(Excerpts from point annotation data)
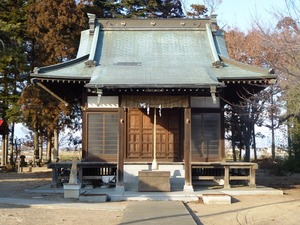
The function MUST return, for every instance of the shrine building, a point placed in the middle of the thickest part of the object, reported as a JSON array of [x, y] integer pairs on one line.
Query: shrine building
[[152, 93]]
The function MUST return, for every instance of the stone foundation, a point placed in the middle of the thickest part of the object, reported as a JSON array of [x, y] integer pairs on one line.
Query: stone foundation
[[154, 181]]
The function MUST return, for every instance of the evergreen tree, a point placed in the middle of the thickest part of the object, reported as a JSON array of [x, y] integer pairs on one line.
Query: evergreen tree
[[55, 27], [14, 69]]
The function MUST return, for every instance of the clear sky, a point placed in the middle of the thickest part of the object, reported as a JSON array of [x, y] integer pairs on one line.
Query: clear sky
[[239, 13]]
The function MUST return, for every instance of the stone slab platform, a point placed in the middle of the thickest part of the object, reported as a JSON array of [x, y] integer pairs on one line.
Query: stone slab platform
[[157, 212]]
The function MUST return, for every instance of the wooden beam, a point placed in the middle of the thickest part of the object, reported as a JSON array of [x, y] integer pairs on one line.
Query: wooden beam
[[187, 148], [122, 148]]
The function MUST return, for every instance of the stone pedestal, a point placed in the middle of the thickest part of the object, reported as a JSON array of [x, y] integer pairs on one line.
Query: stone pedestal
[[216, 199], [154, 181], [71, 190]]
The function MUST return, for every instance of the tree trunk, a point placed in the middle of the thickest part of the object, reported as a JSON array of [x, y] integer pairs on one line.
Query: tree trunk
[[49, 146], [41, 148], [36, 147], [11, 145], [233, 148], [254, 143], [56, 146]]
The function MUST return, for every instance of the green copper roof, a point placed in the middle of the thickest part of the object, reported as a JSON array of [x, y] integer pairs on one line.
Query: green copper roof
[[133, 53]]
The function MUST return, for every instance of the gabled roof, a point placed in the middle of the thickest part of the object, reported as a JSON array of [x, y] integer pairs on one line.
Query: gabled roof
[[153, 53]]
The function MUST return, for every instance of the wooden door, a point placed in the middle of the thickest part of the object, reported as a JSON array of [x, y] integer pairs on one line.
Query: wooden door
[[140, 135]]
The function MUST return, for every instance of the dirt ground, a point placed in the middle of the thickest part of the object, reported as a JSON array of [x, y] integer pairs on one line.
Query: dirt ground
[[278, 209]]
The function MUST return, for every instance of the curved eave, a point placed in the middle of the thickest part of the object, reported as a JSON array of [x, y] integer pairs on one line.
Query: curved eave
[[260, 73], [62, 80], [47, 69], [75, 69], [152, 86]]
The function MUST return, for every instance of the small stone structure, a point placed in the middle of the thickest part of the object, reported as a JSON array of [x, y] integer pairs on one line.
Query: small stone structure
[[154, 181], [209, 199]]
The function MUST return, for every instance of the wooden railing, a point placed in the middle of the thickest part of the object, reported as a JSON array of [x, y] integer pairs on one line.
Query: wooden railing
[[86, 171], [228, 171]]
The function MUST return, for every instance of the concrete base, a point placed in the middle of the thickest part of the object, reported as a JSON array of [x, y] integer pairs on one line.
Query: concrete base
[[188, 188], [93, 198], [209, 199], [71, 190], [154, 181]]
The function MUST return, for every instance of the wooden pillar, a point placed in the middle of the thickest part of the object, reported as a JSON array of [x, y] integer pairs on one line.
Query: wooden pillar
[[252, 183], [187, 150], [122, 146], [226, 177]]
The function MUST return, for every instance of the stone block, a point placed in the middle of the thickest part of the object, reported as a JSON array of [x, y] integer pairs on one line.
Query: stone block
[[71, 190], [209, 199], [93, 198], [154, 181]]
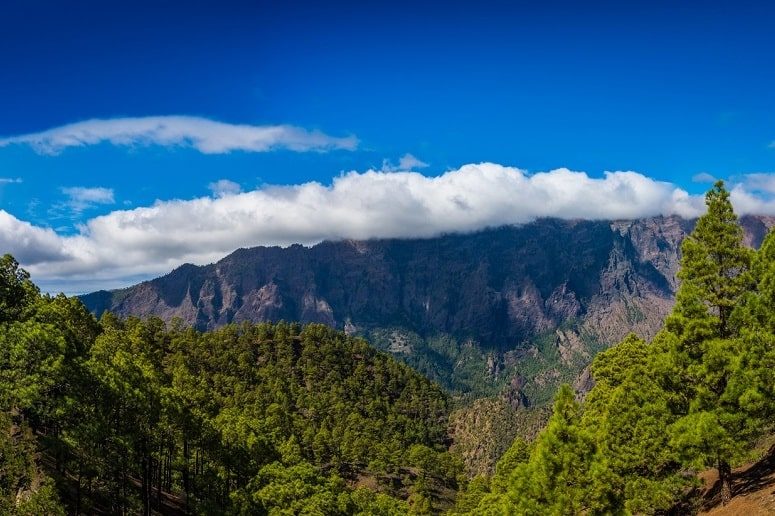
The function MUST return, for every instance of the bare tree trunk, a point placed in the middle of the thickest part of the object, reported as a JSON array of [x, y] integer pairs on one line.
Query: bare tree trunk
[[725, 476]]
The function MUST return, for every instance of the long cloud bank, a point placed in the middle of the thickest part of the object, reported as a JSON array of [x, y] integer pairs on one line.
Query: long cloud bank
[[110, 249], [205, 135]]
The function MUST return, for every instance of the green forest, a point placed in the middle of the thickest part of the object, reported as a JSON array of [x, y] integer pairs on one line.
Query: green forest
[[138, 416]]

- _Written instruction_
Can you retype every line of the records above, unchanged and in the same order, with the pictures left out?

- _Worked solution_
The function MUST return, for every instance of the shrine building, a point placed in the middle of the thickest part of the object, reported as a JSON array of [x, y] integer pairs on one line.
Query: shrine building
[[152, 93]]
The function MUST return, for every instance of the stone foundation, a point placed in the middle of the thickest part of the object, reported as a JSON array of [x, y] integer pairs on one line.
Query: stone foundation
[[154, 181]]
The function MUST return, for every instance of the evergreen tree, a point placed in the middle of the thickest part of the object, reported as a JSON array of [x, y] integer pairs on one line.
Query: evergreen tree
[[55, 27], [14, 69]]
The function MUST return, for every instance of the clear sky, a point placed in the middle of the thickest part of the object, reported as a JSON array of [x, y] integer pairs on one line.
Query: clear sky
[[239, 13]]
The function MUST return, for every instance of the stone slab platform, a point placed in the middle of the thickest part of the object, reported as a JSON array of [x, y] integer pairs on one line.
Query: stone slab platform
[[157, 212]]
The function MUST return, for every instance of the wooden beam, a point placed in the middle of the thickest part of the object, reported as a JSON array of [x, y] integer pairs on one line.
Query: wooden beam
[[187, 148], [122, 148]]
The function MUST return, for every instance of the stone pedestal, a point placed in the middle of the thickest part of the object, reported as a JSON array of [x, y] integer pairs on one line.
Query: stone pedestal
[[216, 199], [154, 181], [71, 190]]
The function MUST return, for every instance of the tree trunk, a point placed in the middle of the thickest part of the object, reported as a JSON array of [x, y] integer pairs on one line.
Query: tree trunk
[[49, 146], [41, 148], [36, 147], [11, 145], [233, 148], [254, 143], [56, 146]]
The function MUST return, for every instance of the green copper roof, a point placed in the middle of the thickest part of the object, reported as a JSON array of [x, y] integer pairs on one line.
Query: green copper roof
[[133, 53]]
The function MUST return, for every instance of the gabled roof, a point placed in the middle of the thickest part of the object, reported as a JSON array of [x, y] integer pairs on one line.
Query: gabled roof
[[153, 53]]
The function MUST return, for every instance of the wooden door, a point placed in the middle of the thickest part of the object, reported as a JSON array of [x, y] integer pairs on one line.
Query: wooden door
[[140, 135]]
The function MUST return, for every instance of the dirt ground, a point placed in the middle of the thickest part of the object, reported as a JSON array of [x, y] integer pairs on one line.
Query: dirt ground
[[278, 209]]
The function MUST return, for every instance of the curved eave, a point placed in the middle of the thickest part of the object, reported as a JSON array of [x, y] integer pairs on one line.
Query: curved eave
[[260, 73], [62, 80], [47, 69], [75, 69], [152, 86]]
The function MUST return, for every instance of the small stone structure, a point placed in the middle of the thickest part of the object, reported as a JSON array of [x, y] integer pairs on one line.
Query: small stone structure
[[154, 181], [209, 199]]
The function MUST return, for every instance of the wooden railing, a point placed in the middle of the thickest part of the object, reported as a JSON array of [x, y] integer pairs on one line.
Query: wooden railing
[[86, 171], [228, 171]]
The function MUST return, for every instance of the concrete base, a point placed in the middle of the thickest part of the object, reported as a JSON array of [x, y] integer pairs on one line.
Query: concrete base
[[188, 188], [93, 198], [209, 199], [71, 190], [154, 181]]
The function MUST return, for every instance of the wooden pillar, a point placed in the middle of the thickest part of the object, reported as a JSON array of [x, y] integer pairs on one line.
Query: wooden pillar
[[252, 183], [187, 150], [122, 146], [226, 177]]
The function MUST return, for every instance of the stone block, a point placed in the middle of the thickest part of the object, reported as a JSON array of [x, y] integer pairs on one line.
Query: stone block
[[71, 190], [209, 199], [93, 198], [154, 181]]
The function MUST return, for every instance of the bare tree trunk, a point placed in the middle of the thickest part of the object, reported as a JSON array of [x, y] integer pairs on one line.
Query: bare tree trunk
[[725, 476]]
The function MUST return, for every instance of the long cloud bank, a point placed in the middle of the thickest part of the object, reported as a JSON array of [x, y] integer pairs on one line.
Query: long cloud bank
[[110, 249], [205, 135]]
The function MUST return, for every instance of the green forest, a point placed in the middle of the thickest part of the object, reported as a JSON array of [x, y] integer pairs on one line.
Query: green forest
[[138, 416]]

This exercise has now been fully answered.